Exercise tasks =
1. Translate into Spanish this sentence from the sleep study abstract: "In Hong Kong, 6,231 and 4,585 children participated in the 2003 and 2012 surveys, respectively."
2. From the sleep study abstract, return verbatim the part that opens with the words "To compare the" and closes with "10 years’ time.".

Source passage =
----

Scientific Investigations

Ten-Year Secular Trends in Sleep/Wake Patterns in Shanghai and Hong Kong School-Aged Children: A Tale of Two Cities

Guanghai Wang, PhD1,2,*; Jihui Zhang, MD, PhD3,*; Siu Ping Lam, MRCPsych, FHKAM (Psych)3; Shirley Xin Li, PhD, DClinPsy, RPSGT4,5; Yanrui Jiang, MD1,2; Wanqi Sun, PhD1,2,4,6; Ngan Yin Chan, MSc, Mphil3,4; Alice Pik Shan Kong, FRCP7; Yunting Zhang, MD1,2; Shenghui Li, MD8; Albert Martin Li, FHKCPaed, MD9; Fan Jiang, MD1,2; Xiaoming Shen, MD1,2; Yun Kwok Wing, FRCPsych3
1Department of Developmental and Behavioral Pediatrics, Pediatric Translational Medicine Institute, Shanghai Children's Medical Center, Shanghai Jiao Tong University School of Medicine, Shanghai, China; 2MOE-Shanghai Key Laboratory of Children’s Environmental Health, Shanghai, China; 3Department of Psychiatry, Sleep Assessment Unit, Faculty of Medicine, The Chinese University of Hong Kong, Shatin, N.T., Hong Kong SAR, China; 4Department of Psychology, The University of Hong Kong, Pokfulam, Hong Kong SAR, China; 5The State Key Laboratory of Brain and Cognitive Sciences, The University of Hong Kong, Pokfulam Road, Hong Kong SAR, China; 6Shanghai Mental Health Center, Shanghai Jiao Tong University School of Medicine, Shanghai, China; 7Department of Medicine and Therapeutics, Faculty of Medicine, The Chinese University of Hong Kong, Shatin, N.T., Hong Kong SAR, China; 8Shanghai Jiao Tong University School of Public Health, Shanghai, China; 9Department of Pediatrics, Faculty of Medicine, The Chinese University of Hong Kong, N.T., Hong Kong SAR, China; *Co-first author, contributed equally

Study Objectives:

To compare the secular trends of sleep/wake patterns in school-aged children in Hong Kong and Shanghai, two major metropolitan cities in China with two different policies that school start time was delayed in Shanghai, but advanced in Hong Kong in 10 years’ time.

Methods:

Participants were from two waves of cross-sectional school-based surveys of children aged 6 to 11 years. In Shanghai, 4,339 and 13,795 children participated in the 2005 and 2014 surveys, respectively. In Hong Kong, 6,231 and 4,585 children participated in the 2003 and 2012 surveys, respectively. Parents reported their children’s bedtime and wakeup time, and thus sleep duration, short sleep (≤ 9 hours) and weekend oversleep (difference in sleep duration between weekday and weekend > 2 hours) were determined.

----

Data records =
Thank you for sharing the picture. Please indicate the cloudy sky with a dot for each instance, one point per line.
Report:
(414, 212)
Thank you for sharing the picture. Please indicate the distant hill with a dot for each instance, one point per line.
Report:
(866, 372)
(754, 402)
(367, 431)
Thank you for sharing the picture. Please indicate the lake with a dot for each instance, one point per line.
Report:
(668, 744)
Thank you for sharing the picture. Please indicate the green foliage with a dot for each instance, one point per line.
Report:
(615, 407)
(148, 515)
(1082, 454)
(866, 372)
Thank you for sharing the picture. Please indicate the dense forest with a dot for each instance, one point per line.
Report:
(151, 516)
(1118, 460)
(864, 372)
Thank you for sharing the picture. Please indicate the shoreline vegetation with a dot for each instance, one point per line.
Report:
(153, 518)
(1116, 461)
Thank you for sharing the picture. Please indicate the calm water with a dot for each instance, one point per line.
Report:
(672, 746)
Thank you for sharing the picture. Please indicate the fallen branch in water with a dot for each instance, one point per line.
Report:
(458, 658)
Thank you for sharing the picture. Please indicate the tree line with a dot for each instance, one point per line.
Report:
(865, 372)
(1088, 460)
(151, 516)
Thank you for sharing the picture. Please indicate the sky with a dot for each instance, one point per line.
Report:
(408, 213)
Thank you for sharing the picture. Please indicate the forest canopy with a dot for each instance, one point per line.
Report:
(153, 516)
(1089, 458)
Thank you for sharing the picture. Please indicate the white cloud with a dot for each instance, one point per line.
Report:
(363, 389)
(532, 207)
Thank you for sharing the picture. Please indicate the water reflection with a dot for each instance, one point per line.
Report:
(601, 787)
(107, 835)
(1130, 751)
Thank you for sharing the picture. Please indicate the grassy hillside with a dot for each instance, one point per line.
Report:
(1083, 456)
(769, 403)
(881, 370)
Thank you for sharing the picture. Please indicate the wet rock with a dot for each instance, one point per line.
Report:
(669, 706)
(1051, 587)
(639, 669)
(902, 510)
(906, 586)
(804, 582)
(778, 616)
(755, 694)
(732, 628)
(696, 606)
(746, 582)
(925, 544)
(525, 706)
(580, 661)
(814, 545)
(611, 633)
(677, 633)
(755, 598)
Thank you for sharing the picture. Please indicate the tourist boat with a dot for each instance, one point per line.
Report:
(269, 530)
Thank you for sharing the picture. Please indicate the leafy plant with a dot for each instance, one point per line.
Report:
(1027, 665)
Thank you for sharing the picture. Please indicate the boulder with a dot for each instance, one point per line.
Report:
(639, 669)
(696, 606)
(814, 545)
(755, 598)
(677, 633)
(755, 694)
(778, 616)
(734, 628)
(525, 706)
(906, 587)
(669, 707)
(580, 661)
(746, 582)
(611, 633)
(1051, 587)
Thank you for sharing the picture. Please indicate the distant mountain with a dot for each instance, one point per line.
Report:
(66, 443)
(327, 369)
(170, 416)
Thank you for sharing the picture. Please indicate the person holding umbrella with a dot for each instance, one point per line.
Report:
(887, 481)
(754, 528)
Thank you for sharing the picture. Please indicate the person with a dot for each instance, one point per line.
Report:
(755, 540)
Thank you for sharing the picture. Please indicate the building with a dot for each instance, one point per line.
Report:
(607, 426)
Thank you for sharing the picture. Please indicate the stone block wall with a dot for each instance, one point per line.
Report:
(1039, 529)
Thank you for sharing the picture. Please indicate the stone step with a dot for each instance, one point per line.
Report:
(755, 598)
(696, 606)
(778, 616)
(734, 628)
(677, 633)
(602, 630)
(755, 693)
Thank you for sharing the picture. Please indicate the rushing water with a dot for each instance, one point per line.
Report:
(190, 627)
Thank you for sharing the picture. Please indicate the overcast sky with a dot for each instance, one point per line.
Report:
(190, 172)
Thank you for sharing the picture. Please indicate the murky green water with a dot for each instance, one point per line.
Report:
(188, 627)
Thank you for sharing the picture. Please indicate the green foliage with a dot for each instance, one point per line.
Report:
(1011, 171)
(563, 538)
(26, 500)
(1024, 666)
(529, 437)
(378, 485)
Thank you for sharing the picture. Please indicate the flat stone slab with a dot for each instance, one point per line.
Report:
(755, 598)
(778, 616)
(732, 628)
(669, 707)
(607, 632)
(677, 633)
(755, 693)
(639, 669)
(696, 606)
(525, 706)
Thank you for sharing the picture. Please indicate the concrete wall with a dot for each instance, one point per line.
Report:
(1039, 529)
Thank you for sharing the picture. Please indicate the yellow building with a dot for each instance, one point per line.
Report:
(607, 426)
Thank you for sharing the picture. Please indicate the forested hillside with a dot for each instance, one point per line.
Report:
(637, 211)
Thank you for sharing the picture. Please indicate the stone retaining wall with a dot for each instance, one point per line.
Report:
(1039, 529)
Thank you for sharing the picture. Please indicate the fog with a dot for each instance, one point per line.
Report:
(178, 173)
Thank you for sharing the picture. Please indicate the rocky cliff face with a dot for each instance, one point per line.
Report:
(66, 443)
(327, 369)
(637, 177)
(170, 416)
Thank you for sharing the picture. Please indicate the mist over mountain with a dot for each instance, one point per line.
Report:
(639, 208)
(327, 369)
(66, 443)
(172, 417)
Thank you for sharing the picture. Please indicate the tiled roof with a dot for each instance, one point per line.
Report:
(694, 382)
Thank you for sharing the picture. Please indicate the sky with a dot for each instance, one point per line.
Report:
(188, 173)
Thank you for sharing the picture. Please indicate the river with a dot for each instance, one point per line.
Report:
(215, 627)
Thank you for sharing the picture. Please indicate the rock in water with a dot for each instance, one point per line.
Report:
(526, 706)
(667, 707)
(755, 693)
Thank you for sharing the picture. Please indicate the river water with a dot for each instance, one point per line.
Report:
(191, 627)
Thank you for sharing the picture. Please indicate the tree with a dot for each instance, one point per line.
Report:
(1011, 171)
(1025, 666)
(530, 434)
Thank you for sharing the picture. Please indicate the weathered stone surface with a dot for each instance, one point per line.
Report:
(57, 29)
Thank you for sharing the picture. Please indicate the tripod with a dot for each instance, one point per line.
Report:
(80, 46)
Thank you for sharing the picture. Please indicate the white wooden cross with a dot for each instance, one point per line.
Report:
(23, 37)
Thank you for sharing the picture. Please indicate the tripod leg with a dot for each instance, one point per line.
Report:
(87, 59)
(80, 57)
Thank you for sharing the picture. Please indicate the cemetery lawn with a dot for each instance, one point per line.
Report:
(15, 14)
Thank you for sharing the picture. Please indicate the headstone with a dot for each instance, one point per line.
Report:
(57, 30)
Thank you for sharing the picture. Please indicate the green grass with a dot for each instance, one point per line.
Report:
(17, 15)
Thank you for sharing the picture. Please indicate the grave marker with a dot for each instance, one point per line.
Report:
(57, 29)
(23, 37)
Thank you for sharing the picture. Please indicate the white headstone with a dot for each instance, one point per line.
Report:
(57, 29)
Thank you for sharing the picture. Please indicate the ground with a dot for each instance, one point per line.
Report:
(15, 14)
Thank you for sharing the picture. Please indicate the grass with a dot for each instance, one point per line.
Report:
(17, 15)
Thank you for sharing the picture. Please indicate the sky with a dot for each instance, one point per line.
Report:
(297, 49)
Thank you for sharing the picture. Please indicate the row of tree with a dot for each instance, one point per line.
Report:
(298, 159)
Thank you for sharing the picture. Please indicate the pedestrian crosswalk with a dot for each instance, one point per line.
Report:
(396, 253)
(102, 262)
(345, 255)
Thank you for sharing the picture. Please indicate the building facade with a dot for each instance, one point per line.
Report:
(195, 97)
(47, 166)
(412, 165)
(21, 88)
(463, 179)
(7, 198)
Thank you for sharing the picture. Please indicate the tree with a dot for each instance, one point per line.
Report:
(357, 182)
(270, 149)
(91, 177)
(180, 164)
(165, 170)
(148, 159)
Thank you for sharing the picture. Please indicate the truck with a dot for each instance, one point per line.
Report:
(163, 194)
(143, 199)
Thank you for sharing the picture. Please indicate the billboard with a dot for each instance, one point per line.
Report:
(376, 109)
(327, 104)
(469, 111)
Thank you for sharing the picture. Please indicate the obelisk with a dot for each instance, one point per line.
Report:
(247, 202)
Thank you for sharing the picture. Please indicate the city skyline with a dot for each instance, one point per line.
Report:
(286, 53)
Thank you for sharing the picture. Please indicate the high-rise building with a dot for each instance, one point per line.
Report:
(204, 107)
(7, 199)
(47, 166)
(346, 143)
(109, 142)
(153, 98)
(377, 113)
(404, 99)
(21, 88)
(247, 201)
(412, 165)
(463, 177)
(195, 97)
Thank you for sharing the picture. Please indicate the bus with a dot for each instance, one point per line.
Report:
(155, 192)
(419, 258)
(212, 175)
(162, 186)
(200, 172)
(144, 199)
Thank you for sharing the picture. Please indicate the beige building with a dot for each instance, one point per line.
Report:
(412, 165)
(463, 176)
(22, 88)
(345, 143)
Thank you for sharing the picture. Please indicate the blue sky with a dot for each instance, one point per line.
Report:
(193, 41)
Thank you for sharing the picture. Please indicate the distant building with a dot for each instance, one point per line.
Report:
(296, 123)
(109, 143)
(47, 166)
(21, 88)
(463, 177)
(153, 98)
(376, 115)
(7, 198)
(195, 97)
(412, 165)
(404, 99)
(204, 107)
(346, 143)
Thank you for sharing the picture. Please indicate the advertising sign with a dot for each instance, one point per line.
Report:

----

Solution set =
1. En Hong Kong, 6.231 y 4.585 niños participaron en las encuestas de 2003 y 2012, respectivamente.

2.
To compare the secular trends of sleep/wake patterns in school-aged children in Hong Kong and Shanghai, two major metropolitan cities in China with two different policies that school start time was delayed in Shanghai, but advanced in Hong Kong in 10 years’ time.